Your goal: Starting with the line that contains "Note: one point per instance of the apartment", set down each line through the end of the entries below, exactly and with nothing added.
╭─ Input data
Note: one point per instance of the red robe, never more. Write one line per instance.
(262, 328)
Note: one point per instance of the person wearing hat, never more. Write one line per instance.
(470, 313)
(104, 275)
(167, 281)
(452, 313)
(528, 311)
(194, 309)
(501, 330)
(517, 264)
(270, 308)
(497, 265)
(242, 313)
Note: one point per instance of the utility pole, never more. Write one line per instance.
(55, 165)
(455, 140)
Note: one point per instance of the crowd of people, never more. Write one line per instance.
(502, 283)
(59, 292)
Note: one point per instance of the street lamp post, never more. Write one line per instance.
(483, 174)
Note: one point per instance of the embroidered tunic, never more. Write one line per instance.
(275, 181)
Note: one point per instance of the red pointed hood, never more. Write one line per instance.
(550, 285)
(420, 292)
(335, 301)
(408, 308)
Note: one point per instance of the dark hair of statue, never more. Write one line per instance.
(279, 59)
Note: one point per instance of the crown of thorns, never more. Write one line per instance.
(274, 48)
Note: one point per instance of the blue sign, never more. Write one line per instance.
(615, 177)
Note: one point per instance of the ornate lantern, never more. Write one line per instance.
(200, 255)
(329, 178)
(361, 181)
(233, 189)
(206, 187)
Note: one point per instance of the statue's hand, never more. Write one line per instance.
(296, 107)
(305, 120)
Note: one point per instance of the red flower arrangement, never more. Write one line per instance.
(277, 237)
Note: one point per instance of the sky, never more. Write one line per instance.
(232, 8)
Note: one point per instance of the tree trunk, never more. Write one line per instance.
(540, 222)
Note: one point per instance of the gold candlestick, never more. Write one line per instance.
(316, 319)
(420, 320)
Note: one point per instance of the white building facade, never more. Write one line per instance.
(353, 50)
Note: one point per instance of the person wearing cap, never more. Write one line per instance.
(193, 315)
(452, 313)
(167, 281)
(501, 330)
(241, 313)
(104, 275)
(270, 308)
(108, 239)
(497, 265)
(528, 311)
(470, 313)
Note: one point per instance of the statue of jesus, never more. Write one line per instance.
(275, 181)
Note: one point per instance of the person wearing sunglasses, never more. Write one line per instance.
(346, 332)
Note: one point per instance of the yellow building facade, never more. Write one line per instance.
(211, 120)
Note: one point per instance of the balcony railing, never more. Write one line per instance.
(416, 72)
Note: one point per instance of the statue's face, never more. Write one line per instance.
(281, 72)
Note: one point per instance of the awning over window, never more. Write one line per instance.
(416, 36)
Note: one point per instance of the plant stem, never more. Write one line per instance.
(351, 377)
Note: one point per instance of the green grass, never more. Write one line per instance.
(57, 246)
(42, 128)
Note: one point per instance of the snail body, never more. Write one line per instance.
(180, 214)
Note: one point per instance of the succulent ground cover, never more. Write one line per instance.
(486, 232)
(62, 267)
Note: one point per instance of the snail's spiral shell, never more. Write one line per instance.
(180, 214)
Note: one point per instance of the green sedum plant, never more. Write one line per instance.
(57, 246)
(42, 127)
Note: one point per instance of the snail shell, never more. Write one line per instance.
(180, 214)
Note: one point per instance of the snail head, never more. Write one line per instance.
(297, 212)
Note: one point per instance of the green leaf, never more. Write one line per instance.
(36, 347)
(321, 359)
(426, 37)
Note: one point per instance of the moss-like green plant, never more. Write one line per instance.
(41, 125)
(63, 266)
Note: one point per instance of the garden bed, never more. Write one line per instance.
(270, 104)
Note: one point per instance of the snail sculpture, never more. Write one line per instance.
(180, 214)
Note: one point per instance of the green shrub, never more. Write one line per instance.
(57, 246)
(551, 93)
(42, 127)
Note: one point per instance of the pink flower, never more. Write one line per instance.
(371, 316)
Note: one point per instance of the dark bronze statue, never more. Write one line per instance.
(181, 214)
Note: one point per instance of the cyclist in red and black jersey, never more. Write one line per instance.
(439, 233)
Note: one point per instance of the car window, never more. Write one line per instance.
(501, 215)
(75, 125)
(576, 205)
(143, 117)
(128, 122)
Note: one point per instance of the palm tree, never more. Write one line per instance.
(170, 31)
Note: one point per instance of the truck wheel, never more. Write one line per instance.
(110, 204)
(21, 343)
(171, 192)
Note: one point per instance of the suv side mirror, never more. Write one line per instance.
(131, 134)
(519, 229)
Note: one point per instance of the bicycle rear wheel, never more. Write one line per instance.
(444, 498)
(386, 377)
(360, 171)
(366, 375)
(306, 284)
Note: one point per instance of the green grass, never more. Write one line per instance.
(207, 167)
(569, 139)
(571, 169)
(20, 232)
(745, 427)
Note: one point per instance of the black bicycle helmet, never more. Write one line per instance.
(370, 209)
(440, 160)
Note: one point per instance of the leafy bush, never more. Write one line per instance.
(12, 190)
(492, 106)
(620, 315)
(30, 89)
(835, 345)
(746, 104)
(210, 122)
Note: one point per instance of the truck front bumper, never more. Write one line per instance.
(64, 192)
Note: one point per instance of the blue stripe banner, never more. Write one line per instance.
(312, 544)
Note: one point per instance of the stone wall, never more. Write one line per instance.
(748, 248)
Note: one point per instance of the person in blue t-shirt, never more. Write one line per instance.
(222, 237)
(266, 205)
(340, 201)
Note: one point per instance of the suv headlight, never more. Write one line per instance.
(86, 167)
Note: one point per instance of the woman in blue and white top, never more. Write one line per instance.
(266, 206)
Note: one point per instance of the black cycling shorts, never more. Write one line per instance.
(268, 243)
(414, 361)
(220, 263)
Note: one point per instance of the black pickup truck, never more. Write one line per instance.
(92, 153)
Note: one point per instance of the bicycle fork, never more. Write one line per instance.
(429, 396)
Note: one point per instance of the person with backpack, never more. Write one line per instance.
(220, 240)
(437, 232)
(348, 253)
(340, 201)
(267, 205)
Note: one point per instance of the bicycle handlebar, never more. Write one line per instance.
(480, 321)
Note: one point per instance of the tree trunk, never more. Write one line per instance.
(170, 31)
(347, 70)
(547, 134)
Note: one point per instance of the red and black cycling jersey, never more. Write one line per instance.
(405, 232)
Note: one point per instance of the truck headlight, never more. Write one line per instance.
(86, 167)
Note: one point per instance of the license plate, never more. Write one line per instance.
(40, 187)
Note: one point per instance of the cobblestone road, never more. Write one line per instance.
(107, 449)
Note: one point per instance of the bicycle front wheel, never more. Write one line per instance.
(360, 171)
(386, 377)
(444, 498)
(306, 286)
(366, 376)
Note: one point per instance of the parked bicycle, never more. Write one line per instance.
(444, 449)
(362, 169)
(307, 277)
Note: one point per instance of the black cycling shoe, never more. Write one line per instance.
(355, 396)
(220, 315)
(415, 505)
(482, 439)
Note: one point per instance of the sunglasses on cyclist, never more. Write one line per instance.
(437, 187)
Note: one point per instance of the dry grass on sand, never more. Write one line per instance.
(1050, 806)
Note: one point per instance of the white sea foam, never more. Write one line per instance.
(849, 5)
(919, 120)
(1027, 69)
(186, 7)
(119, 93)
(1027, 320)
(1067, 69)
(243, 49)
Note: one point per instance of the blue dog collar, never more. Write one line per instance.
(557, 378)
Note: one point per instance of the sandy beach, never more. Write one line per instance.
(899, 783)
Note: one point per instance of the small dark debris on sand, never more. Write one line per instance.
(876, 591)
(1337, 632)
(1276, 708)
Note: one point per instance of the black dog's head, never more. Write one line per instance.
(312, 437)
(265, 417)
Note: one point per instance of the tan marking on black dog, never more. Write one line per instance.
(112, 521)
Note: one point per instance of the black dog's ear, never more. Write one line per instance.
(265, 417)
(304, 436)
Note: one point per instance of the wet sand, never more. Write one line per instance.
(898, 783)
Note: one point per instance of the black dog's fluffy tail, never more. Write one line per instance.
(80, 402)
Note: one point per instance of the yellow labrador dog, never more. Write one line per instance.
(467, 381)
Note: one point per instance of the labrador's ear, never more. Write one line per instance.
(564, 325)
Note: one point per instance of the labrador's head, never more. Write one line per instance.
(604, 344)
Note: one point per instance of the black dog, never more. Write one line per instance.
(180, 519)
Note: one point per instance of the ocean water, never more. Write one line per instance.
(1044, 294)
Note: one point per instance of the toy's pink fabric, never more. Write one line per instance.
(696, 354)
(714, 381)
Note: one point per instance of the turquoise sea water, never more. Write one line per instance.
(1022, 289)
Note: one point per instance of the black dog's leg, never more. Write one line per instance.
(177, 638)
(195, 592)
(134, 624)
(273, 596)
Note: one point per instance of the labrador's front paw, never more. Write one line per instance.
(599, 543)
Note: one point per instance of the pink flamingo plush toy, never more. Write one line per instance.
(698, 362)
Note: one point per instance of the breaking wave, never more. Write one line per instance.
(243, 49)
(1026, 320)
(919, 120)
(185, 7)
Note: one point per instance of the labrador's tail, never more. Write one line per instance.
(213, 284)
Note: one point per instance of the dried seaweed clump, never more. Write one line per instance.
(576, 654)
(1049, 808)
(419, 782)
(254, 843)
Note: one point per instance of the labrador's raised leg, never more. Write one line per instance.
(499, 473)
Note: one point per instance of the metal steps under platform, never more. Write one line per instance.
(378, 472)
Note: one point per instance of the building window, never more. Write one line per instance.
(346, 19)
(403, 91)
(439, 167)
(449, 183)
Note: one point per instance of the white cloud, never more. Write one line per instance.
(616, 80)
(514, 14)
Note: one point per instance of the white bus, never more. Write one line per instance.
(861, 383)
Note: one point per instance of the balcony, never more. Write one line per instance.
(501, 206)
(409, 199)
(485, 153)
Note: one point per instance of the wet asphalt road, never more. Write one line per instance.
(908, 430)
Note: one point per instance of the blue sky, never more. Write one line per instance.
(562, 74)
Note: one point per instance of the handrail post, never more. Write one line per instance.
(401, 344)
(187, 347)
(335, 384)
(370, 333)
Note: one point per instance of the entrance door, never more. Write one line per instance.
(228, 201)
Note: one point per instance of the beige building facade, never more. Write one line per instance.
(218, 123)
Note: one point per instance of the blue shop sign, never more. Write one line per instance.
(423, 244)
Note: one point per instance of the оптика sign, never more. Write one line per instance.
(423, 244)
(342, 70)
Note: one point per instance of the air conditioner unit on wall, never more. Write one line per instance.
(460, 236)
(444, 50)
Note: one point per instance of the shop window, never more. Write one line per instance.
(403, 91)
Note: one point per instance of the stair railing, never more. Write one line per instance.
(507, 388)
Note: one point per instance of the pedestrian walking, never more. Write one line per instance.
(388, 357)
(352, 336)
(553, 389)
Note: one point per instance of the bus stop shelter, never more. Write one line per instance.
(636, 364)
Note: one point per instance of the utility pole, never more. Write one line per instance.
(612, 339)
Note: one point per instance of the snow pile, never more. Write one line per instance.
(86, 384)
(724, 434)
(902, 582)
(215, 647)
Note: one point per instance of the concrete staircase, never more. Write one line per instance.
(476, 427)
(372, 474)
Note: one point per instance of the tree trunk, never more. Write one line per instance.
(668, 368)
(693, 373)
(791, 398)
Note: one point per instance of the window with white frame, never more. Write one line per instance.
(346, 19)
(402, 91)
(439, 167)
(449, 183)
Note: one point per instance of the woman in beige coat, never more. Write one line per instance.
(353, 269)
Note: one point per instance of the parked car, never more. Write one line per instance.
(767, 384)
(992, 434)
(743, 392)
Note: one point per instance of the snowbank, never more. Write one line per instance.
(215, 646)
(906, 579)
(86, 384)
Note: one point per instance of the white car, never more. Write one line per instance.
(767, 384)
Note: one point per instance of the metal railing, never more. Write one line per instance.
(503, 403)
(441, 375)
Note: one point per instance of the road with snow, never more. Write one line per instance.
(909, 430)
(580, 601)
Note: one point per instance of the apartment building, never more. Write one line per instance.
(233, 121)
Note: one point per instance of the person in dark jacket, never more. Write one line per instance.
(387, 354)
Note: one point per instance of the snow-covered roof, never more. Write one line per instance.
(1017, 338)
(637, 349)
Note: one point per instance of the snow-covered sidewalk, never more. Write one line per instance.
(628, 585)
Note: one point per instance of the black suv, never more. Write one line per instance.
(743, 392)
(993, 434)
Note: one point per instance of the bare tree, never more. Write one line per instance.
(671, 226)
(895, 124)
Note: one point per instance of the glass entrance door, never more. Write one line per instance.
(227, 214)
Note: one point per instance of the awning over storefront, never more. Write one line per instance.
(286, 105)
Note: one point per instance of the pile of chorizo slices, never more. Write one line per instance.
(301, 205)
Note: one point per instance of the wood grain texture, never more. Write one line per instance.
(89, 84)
╰─
Solution for this task:
Note: one point per instance of the apartment building, never more. Write one line per instance.
(233, 121)
Note: one point per instance of the person in dark jacket, never more. Write one line per instance.
(387, 354)
Note: one point per instance of the snow-covered roof, never more. Write one line per instance.
(1017, 338)
(637, 349)
Note: one point per instance of the snow-covered sidewalk, never more. Write one line per instance.
(628, 585)
Note: one point per instance of the black suv, never more. Write one line per instance.
(743, 392)
(993, 434)
Note: one point per instance of the bare tree, never more. Write one line per instance.
(671, 226)
(895, 124)
Note: one point per instance of the glass entrance door, never more. Write one line per instance.
(227, 214)
Note: one point per instance of the awning over storefront, never more. Write one line per instance.
(286, 105)
Note: one point per instance of the pile of chorizo slices, never more. Write one line per instance.
(301, 205)
Note: one point per instance of the wood grain texture, never more. Write one line per instance.
(89, 84)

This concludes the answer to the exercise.